▸ Document excerpt:
________________________________________

I’m not sure how qualified I am to write this article. As a person who perpetually runs home to their mum in the face of the tiniest adversity, I’m not entirely certain I’ve earned the status of ‘adult’ yet. But, I live to tell the tale of a turbulent first year, with only one burnt out wok and one washing-related fiasco (R.I.P. favourite shirt) to my name. Surely that counts for something? Here are some things I wish I’d known, or rather listened to, before I arrived at university.
As tempting as ringing for a takeaway is, your health and your bank account won’t thank you for it
1.) Batch cook your meals at the start of the week:
When you move away to university, not only are you faced with the task of dealing with a heightened work load, maintaining a busy social life and dealing with the emotional effects of moving away, you’re also tasked with the small feat of keeping yourself alive. Part of this is cooking for yourself. Whilst this may seem exciting at first, it will get boring and you will get lazy. As tempting as ringing for a takeaway is, your health and your bank account won’t thank you for it. If you make a healthy meal in bulk on the Sunday (think chilli or bolognaise), then section it into portions and freeze it, all you’ll have to do as the week goes on is stick one in the microwave for a few minutes et voila! It’ll impress your flatmates much more than a plate of chicken nuggets and chips.

________________________________________

▸ Provided information:
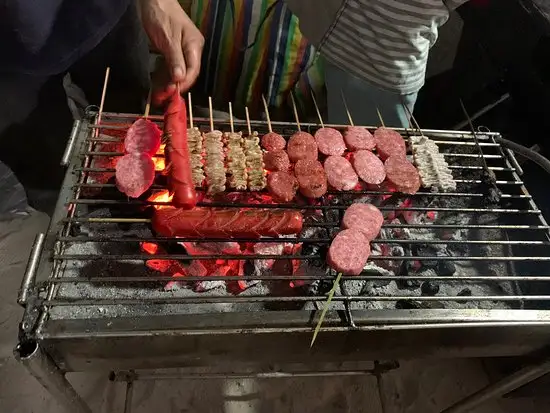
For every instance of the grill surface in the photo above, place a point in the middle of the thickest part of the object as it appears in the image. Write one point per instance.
(505, 245)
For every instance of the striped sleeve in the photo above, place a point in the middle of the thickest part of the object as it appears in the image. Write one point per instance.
(386, 42)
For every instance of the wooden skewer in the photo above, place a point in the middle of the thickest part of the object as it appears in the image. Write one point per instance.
(267, 114)
(380, 117)
(190, 110)
(231, 118)
(346, 107)
(148, 103)
(103, 93)
(211, 116)
(248, 121)
(317, 109)
(411, 117)
(295, 109)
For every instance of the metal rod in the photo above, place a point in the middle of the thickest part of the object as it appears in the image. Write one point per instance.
(332, 192)
(330, 224)
(514, 161)
(506, 385)
(270, 299)
(482, 111)
(303, 240)
(130, 117)
(146, 257)
(313, 207)
(258, 375)
(32, 266)
(70, 143)
(43, 368)
(190, 278)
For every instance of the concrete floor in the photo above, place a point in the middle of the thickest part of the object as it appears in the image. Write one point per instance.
(419, 386)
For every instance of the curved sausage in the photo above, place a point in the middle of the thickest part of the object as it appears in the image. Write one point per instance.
(177, 152)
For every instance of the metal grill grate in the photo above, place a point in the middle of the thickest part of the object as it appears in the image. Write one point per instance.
(519, 250)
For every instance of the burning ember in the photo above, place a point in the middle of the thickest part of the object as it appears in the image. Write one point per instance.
(159, 161)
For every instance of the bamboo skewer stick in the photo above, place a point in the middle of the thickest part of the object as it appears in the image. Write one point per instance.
(412, 119)
(248, 121)
(317, 109)
(190, 110)
(103, 93)
(231, 118)
(148, 103)
(295, 109)
(211, 115)
(267, 114)
(347, 108)
(380, 117)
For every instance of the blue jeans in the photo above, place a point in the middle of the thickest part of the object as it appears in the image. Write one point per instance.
(362, 99)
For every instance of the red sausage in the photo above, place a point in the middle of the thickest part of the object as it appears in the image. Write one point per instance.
(221, 223)
(402, 174)
(311, 177)
(302, 145)
(357, 138)
(349, 251)
(330, 141)
(143, 136)
(134, 174)
(177, 152)
(369, 167)
(276, 161)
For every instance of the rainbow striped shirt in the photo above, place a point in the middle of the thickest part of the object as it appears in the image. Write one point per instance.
(385, 42)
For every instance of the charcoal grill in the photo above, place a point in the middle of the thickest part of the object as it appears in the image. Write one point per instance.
(121, 319)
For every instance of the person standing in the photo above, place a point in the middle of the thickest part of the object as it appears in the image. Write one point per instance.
(43, 40)
(376, 52)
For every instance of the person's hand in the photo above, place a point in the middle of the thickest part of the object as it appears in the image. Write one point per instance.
(174, 35)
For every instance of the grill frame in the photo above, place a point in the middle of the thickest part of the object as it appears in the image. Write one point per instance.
(215, 337)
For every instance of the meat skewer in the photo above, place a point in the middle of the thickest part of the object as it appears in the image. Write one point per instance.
(214, 157)
(271, 141)
(301, 145)
(236, 160)
(143, 136)
(226, 222)
(177, 153)
(135, 171)
(194, 138)
(254, 159)
(329, 140)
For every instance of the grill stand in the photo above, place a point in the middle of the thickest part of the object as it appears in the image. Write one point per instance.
(50, 348)
(43, 368)
(502, 387)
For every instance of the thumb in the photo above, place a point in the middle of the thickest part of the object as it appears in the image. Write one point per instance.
(176, 62)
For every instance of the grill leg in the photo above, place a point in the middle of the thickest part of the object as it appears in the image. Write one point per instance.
(129, 396)
(43, 369)
(502, 387)
(241, 396)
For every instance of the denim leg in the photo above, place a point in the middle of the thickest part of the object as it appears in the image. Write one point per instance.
(362, 99)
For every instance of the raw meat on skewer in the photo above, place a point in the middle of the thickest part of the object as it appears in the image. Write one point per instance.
(254, 159)
(214, 157)
(194, 139)
(236, 159)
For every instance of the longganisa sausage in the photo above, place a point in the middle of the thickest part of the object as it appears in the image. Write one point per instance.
(143, 137)
(226, 223)
(349, 251)
(177, 153)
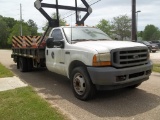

________________________________________

▸ Actions to take:
1 - From the first-year university advice piece, reproduce word for word the stretch from "I’m not sure" through "arrived at university.".
2 - Answer these questions using the first-year university advice piece:
(a) What two mishaps does the writer name from their first year?
(b) On which day does the piece suggest making a meal in bulk?
(c) Which two dishes are given as examples of what to cook in bulk?
3 - Decide whether each statement agrees with the first-year university advice piece, and quote the words that settle it:
(a) The writer claims never to run home to their mum.
(b) The piece advises freezing portions of a bulk-cooked meal.
(c) The piece says cooking for yourself stays exciting.

▸ Answers below:
1 -
I’m not sure how qualified I am to write this article. As a person who perpetually runs home to their mum in the face of the tiniest adversity, I’m not entirely certain I’ve earned the status of ‘adult’ yet. But, I live to tell the tale of a turbulent first year, with only one burnt out wok and one washing-related fiasco (R.I.P. favourite shirt) to my name. Surely that counts for something? Here are some things I wish I’d known, or rather listened to, before I arrived at university.

2 -
(a) One burnt out wok and one washing-related fiasco.
(b) Sunday.
(c) Chilli and bolognaise.

3 -
(a) No: "As a person who perpetually runs home to their mum in the face of the tiniest adversity"
(b) Yes: "then section it into portions and freeze it"
(c) No: "Whilst this may seem exciting at first, it will get boring and you will get lazy."